YOUR OBJECTIVE:
Each of the entries should be output exactly, with nothing left out.

+===+

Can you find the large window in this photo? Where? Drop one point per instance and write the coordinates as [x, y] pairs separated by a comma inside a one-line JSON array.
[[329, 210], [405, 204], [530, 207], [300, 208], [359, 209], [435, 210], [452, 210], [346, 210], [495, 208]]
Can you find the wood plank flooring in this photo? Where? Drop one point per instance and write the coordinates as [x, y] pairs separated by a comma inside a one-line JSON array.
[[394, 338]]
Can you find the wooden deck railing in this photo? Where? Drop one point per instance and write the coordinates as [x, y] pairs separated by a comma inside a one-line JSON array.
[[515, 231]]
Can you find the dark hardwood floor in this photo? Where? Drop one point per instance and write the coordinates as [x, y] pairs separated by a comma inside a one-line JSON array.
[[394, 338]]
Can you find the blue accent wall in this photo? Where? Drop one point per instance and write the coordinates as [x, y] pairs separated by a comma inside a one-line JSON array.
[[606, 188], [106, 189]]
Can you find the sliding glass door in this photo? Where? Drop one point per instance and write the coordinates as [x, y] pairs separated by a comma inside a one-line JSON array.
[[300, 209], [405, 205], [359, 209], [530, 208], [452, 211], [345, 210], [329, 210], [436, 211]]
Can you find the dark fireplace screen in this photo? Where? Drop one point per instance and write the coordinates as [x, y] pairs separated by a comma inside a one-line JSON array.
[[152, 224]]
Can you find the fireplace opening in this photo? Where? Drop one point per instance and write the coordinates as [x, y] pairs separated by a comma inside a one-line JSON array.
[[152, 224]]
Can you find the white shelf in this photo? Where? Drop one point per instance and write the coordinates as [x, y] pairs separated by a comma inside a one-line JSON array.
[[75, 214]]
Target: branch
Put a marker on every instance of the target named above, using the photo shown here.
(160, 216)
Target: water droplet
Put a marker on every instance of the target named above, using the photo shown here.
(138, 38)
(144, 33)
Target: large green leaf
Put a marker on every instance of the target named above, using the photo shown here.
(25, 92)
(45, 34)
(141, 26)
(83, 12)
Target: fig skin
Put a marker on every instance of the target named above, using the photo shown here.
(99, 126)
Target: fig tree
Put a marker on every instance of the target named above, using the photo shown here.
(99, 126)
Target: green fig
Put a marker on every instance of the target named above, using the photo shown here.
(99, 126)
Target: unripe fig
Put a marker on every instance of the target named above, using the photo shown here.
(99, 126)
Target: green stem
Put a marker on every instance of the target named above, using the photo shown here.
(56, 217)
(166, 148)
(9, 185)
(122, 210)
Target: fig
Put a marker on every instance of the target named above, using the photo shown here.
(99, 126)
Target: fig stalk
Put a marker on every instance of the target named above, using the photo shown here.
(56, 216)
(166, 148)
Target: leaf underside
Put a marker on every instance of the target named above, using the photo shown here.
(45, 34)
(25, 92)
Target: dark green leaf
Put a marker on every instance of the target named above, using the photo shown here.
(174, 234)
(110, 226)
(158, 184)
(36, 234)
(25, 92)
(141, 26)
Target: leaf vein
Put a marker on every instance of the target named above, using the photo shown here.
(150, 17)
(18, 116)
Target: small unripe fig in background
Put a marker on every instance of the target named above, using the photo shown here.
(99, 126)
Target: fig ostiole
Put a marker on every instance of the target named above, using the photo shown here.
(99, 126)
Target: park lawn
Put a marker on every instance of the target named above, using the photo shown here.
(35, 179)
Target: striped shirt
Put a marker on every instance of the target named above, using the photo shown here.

+===+

RESPONSE AREA:
Can you find the large window in this photo? Where? Drop one point per instance and write the coordinates as [x, y] pairs separated by a comma inside a one-line JSON array.
[[329, 210], [405, 204], [530, 207], [300, 208], [359, 209], [435, 210], [452, 210], [346, 210], [495, 208]]
Can you find the wood plank flooring in this photo? Where? Drop one point per instance and write the coordinates as [x, y] pairs separated by a comma inside a one-line JSON array.
[[394, 338]]
Can you find the wooden deck railing in this photo? Where? Drop one point per instance and write the coordinates as [x, y] pairs separated by a comma inside a one-line JSON array.
[[515, 231]]
Can you find the dark hardwood floor in this photo? Where? Drop one point per instance and write the coordinates as [x, y] pairs separated by a comma inside a one-line JSON array.
[[394, 338]]
Can you find the blue accent wall in this photo? Where? Drop one point per instance and write the coordinates as [x, y] pairs separated by a comma inside a one-line JSON array.
[[606, 188], [106, 189]]
Can you find the sliding glass door in this photo? Where? Drop one point per instance and write the coordinates as [x, y] pairs separated by a comma inside a one-line JSON array.
[[300, 209], [405, 205], [359, 209], [530, 208], [452, 211], [345, 210], [329, 210], [436, 211]]
Can you find the dark fireplace screen in this photo? Where? Drop one point per instance and write the coordinates as [x, y] pairs separated by a comma inside a one-line JSON array.
[[152, 224]]
Can you find the fireplace opening in this photo? Where? Drop one point per instance and write the coordinates as [x, y] pairs separated by a comma inside a one-line JSON array.
[[152, 224]]
Can you find the white shelf in this photo? Where? Drop one point per instance and write the coordinates as [x, y] pairs separated by a comma inside a one-line JSON array.
[[75, 214]]
Target: branch
Put a marker on every instance of the target named above, using the photo shown here.
(160, 216)
Target: water droplet
Put a marker on every instance of the target named above, using the photo shown here.
(138, 38)
(144, 33)
Target: large green leaf
Put a marker on every instance of the target named above, using the photo shown here.
(25, 92)
(45, 34)
(141, 26)
(83, 12)
Target: fig skin
Put a marker on every instance of the target named above, using the photo shown here.
(99, 126)
Target: fig tree
Put a marker on every instance of the target named above, using the photo shown here.
(99, 126)
Target: green fig
Put a marker on every instance of the target named above, using the photo shown here.
(99, 126)
Target: unripe fig
Put a marker on every instance of the target named above, using the photo shown here.
(99, 126)
Target: green stem
Put a marker on every instance of the target named above, using the photo shown here.
(56, 217)
(166, 148)
(9, 185)
(122, 210)
Target: fig
Put a marker on every instance of the target named above, using the photo shown here.
(99, 126)
Target: fig stalk
Put a marker on every instance of the target named above, using the photo shown here.
(56, 216)
(166, 148)
Target: leaf underside
Put a marker on every instance of the target named above, using the photo shown here.
(45, 34)
(25, 92)
Target: dark green leaf
Put a marker on every instance of the target named above, using the photo shown here.
(174, 234)
(110, 226)
(158, 184)
(36, 234)
(25, 92)
(141, 26)
Target: leaf vein
Put a marker on every instance of the target named above, using the photo shown here.
(150, 17)
(18, 116)
Target: small unripe fig in background
Put a marker on every instance of the target named above, using the photo shown here.
(99, 126)
Target: fig ostiole
Put a marker on every instance of the target named above, using the photo shown here.
(99, 126)
Target: park lawn
Put a marker on every instance of the target named above, using the photo shown here.
(35, 179)
Target: striped shirt
Put a marker on every instance of the target named above, using the photo shown here.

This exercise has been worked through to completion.